- _SELECTED EXTRACT_:
════════════════════

Quarto itself is a command line interface, or what is called a CLI. So you can access Quarto via your terminal, whether in RStudio or any text editor or any terminal on your computer. In this example, I'm just calling Quarto dash dash help to see what can I do with Quarto once I've installed it on my machine.

It'll print out something like this, and I've abbreviated it so we can see the slides nice and big, but the commands here that we're looking at are I can use Quarto render to render documents from the plain text format out to, say, HTML or PDF or to a website. I can use Quarto preview, which will actually render the document and then maintain a background web server so as I make changes, it shows those in realtime on the actual rendered output. And because it's a publishing system, I can not only render it locally, but I can publish it to the web, places like GitHub pages or Netlify or something else we'll talk about in the future called Quarto pubs.

════════════════════

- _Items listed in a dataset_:
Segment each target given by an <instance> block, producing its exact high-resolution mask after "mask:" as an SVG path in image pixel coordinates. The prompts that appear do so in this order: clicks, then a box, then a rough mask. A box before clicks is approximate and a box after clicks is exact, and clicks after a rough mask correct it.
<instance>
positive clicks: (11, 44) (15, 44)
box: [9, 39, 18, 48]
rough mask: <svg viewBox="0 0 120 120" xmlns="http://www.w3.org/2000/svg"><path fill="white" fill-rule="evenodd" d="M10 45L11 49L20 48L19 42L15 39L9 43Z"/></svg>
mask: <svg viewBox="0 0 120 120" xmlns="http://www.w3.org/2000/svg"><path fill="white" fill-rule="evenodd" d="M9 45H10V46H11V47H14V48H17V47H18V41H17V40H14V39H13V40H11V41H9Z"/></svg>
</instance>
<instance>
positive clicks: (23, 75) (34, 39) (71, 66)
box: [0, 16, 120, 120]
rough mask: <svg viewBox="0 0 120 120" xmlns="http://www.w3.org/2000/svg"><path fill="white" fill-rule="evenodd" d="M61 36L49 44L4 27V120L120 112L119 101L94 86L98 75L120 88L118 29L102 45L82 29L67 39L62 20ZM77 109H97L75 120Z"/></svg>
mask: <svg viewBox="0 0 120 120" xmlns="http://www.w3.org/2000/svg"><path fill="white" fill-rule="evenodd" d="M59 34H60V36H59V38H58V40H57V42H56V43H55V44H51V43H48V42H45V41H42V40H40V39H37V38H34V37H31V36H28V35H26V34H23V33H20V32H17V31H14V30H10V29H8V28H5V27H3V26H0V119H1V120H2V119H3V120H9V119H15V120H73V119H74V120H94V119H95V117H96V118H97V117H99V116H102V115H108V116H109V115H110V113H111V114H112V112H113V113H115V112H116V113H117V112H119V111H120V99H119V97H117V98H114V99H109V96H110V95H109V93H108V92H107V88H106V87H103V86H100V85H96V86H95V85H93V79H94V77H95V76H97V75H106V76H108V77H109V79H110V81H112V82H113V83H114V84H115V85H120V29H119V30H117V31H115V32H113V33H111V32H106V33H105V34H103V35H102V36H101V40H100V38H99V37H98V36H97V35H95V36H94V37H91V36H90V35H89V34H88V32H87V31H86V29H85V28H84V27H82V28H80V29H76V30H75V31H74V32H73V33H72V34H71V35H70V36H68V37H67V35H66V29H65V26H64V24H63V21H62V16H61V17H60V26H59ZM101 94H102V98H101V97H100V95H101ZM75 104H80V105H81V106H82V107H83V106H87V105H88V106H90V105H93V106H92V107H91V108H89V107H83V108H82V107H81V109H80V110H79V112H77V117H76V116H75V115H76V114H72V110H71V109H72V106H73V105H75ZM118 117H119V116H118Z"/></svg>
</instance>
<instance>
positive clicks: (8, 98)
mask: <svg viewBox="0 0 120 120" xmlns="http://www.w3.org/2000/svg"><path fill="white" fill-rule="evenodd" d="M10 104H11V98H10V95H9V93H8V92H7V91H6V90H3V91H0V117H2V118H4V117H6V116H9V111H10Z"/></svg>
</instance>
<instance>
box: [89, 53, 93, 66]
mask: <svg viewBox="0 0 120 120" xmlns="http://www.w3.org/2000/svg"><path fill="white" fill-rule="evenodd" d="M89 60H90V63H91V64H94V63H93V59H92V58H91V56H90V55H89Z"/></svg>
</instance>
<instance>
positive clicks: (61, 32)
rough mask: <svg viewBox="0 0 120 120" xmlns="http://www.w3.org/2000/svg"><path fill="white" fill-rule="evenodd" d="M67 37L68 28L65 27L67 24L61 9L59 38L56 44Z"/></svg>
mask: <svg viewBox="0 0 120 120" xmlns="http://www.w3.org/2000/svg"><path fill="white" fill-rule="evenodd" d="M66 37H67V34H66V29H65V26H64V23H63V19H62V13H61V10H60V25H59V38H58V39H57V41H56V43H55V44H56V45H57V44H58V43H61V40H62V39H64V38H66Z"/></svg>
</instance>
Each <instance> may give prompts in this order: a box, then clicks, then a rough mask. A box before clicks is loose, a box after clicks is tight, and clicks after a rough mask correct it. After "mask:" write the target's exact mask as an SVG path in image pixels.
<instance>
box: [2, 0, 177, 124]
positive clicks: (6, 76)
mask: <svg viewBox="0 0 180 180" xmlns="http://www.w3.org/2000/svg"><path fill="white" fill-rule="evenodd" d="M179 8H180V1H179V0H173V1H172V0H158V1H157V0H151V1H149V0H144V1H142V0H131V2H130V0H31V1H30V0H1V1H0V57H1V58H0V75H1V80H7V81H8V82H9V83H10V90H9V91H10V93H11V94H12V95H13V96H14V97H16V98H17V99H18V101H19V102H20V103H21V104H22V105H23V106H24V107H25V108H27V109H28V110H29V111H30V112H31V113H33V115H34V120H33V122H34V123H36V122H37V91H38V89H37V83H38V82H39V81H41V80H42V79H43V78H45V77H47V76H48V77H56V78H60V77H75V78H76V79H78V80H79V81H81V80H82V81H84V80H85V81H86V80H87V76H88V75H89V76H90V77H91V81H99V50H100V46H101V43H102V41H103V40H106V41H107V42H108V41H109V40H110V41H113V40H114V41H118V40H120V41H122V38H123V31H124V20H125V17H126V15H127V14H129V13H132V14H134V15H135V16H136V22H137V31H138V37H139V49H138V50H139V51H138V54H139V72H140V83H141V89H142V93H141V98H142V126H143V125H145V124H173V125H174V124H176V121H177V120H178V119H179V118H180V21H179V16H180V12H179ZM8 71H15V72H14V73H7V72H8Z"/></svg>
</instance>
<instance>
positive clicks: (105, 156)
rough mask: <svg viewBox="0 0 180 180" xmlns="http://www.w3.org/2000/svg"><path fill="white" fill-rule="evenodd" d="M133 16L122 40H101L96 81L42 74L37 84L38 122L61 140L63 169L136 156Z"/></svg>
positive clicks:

════════════════════

- _QUESTIONS ON THE MATERIAL_:
• a. Answer these questions on the passage about Quarto:
(i) What kind of tool does the passage say Quarto itself is?
(ii) What does Quarto preview keep running after it renders the document?
(iii) Which places for publishing to the web does the passage name?
• b. Copy the records from their first line through the line containing "box: [0, 16, 120, 120]", both ends included.

- _PER-TASK ANSWERS_:
• a.
(i) A command line interface, or CLI.
(ii) A background web server, so changes show in real time on the rendered output.
(iii) GitHub pages, Netlify and Quarto pubs.

• b.
Segment each target given by an <instance> block, producing its exact high-resolution mask after "mask:" as an SVG path in image pixel coordinates. The prompts that appear do so in this order: clicks, then a box, then a rough mask. A box before clicks is approximate and a box after clicks is exact, and clicks after a rough mask correct it.
<instance>
positive clicks: (11, 44) (15, 44)
box: [9, 39, 18, 48]
rough mask: <svg viewBox="0 0 120 120" xmlns="http://www.w3.org/2000/svg"><path fill="white" fill-rule="evenodd" d="M10 45L11 49L20 48L19 42L15 39L9 43Z"/></svg>
mask: <svg viewBox="0 0 120 120" xmlns="http://www.w3.org/2000/svg"><path fill="white" fill-rule="evenodd" d="M9 45H10V46H11V47H14V48H17V47H18V41H17V40H14V39H13V40H11V41H9Z"/></svg>
</instance>
<instance>
positive clicks: (23, 75) (34, 39) (71, 66)
box: [0, 16, 120, 120]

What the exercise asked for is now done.